[Point labeling dataset excerpts]
--- --- ---

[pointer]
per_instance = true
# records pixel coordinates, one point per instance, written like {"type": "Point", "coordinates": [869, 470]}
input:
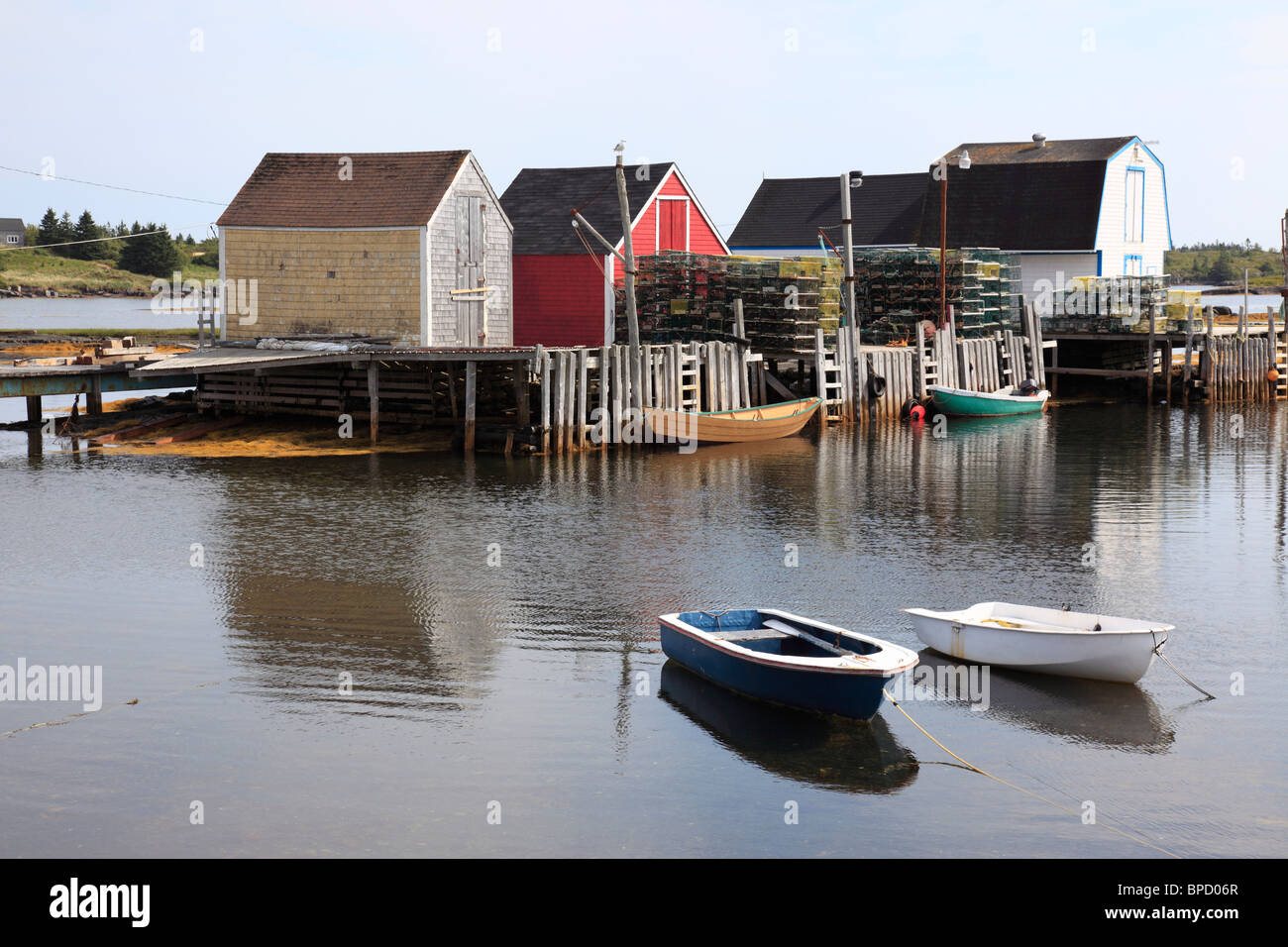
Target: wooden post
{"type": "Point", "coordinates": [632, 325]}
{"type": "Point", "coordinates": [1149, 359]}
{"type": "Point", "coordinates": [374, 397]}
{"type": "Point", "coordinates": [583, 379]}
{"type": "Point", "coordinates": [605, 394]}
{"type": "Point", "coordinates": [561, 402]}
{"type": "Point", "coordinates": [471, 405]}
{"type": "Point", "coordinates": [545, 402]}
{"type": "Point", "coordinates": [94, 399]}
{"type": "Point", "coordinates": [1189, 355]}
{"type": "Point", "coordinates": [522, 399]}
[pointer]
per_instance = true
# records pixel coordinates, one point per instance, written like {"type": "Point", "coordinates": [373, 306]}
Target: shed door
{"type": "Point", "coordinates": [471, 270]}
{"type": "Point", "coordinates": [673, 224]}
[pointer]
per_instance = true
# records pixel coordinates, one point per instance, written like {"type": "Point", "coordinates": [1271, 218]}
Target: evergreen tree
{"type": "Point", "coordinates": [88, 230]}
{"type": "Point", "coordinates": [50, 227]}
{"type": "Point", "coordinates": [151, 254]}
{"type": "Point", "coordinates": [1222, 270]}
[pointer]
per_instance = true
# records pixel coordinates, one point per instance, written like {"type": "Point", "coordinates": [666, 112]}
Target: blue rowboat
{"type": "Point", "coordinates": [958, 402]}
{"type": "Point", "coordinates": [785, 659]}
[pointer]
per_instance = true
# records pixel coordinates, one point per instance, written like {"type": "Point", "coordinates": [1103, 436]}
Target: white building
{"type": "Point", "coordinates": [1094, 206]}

--- --- ---

### DO THIS:
All preceding records should be duplicated verbatim, images excepted.

### RESULT:
[pointer]
per_instance = true
# records pixel coordinates, one point per instance, written like {"type": "Point", "coordinates": [869, 470]}
input:
Target: wooden post
{"type": "Point", "coordinates": [632, 325]}
{"type": "Point", "coordinates": [1149, 359]}
{"type": "Point", "coordinates": [374, 397]}
{"type": "Point", "coordinates": [583, 379]}
{"type": "Point", "coordinates": [605, 394]}
{"type": "Point", "coordinates": [561, 402]}
{"type": "Point", "coordinates": [471, 405]}
{"type": "Point", "coordinates": [545, 402]}
{"type": "Point", "coordinates": [94, 399]}
{"type": "Point", "coordinates": [1189, 355]}
{"type": "Point", "coordinates": [522, 399]}
[pointer]
per_instance = true
# records pixel coordinates, one point per instance, written like {"type": "Point", "coordinates": [373, 306]}
Target: shed door
{"type": "Point", "coordinates": [471, 270]}
{"type": "Point", "coordinates": [673, 224]}
[pointer]
per_instance = true
# records pixel coordinates, one point per instance, written like {"type": "Point", "coordinates": [1271, 218]}
Target: evergreen tree
{"type": "Point", "coordinates": [88, 230]}
{"type": "Point", "coordinates": [50, 227]}
{"type": "Point", "coordinates": [151, 254]}
{"type": "Point", "coordinates": [1222, 270]}
[pointer]
per_instance = true
# records pixel coordinates, one point per instance, written like {"type": "Point", "coordinates": [666, 112]}
Target: blue rowboat
{"type": "Point", "coordinates": [958, 402]}
{"type": "Point", "coordinates": [785, 659]}
[pointer]
per_instance = true
# records pixel coordinates, one point per instance, written like {"type": "Point", "coordinates": [1103, 436]}
Target: white building
{"type": "Point", "coordinates": [1094, 206]}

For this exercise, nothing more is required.